-- BEGIN Document section --

CCI-550 and Closing Thoughts
CCI-550
The final major release this cycle is the CCI-550 interconnect. Memory bandwidth is extremely important as we are facing 4K displays and VR/AR applications. Memory transactions can seriously slow down performance as well as consume a lot of power. The CCI-550 was designed to increase usable bandwidth, lower power consumption, and improve latency in time-sensitive workloads.
CCI-550 is fully coherent and features shared virtual memory. This is the basis for more efficient CPU and GPU interactions. Data does not have to be shuffled back and forth from CPU and GPU memory, which saves performance and power. It also features the less complex AMBA 4 ACE controllers rather than the AMBA 5 Coherent Hub Interface. This change will not affect users as the A73 cores are meant more for consumer products rather than the enterprise focused AMBA 5 CHI. It can support up to 6 ACE units.
The heterogeneous compute functionality is a boon to developers. In previous solutions developers had to spend a lot of time to get workarounds working for GPU computer. Not only does data need to be copied and moved from one memory section to another, but caches also had to be cleaned when changes were made. There is no cache maintenance in hardware full coherency with fine grained Shared Virtual Memory.
ARM integrated an advanced snoop filter to enable fewer cache accesses to determine cache coherency. The snoop filter essentially pings the interconnect about cache coherency status instead of pinging the individual CPUs. This cuts down on interconnect and CPU traffic dramatically, increasing performance, and cutting down on power consumption. It also reduces main memory accesses which again improves performance and lowers power. Furthermore, it can keep idle cores clocked further down by not having to clock them up when cache accesses are performed for data checks. This snoop filter is mandatory for all CCI-550 implementations and has very positive effects on performance and power.
There are also embedded QoS (Quality of Service) functions that can serve to optimize memory access depending on the applications time sensitivity. Typically the CPU is extremely latency sensitive and needs data as soon as possible. The GPU or DMA units are less sensitive to latency, but require a lot of bandwidth. Things like the display controller has a maximum latency constraint, so when it needs a buffer flip to display an image, it requires a set time and no further. Anything later than that time will cause problems on the display for the user. Enhanced QoS may not save any power, but it will help to increase overall SOC performance by optimizing memory access to the parts that need it the most in a timely manner.
Closing Thoughts
ARM has certainly evolved nicely throughout the years. I can remember five or six years ago they would announce designs and licenses and it would be two years before they would hit market. They would introduce them, excitement would build about the capabilities of these upcoming parts (think Cortex-A9 or A15) and then it would die down until eventually parts would become available to end users years later. Since that time ARM has improved its time to market by implementing their PoP IP program which delivers designs to their partners in a manner which cuts down time to market (delivers RTL design abstractions so less work has to be done by partner’s engineers).
We are hitting a new phase with the announcements of the A73 and G71. Initial products will start coming off fab lines in late 2016 and we will see actual consumer level products in early 2017. We also must look at the overall market changes over the past few years that have changed the company and their product announcements and shipments.

-- END Document section --

■ **Written exercise 1**
In the CCI-550 article, reproduce word for word the passage that begins at the words "CCI-550 and Closing" and stops after "in time-sensitive workloads.".
■ **Written exercise 2**
Answer these questions about the CCI-550 article:
(a) How many ACE units can the CCI-550 support?
(b) Instead of pinging the individual CPUs, what does the snoop filter ping about cache coherency status?
(c) When does the article say actual consumer level products with the A73 and G71 will appear?

-- BEGIN Source data --

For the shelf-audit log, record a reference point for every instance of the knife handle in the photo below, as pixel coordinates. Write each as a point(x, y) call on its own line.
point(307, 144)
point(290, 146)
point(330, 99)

-- END Source data --

■ **Worked answer 1**
CCI-550 and Closing Thoughts
CCI-550
The final major release this cycle is the CCI-550 interconnect. Memory bandwidth is extremely important as we are facing 4K displays and VR/AR applications. Memory transactions can seriously slow down performance as well as consume a lot of power. The CCI-550 was designed to increase usable bandwidth, lower power consumption, and improve latency in time-sensitive workloads.

■ **Worked answer 2**
(a) Up to 6.
(b) The interconnect.
(c) Early 2017.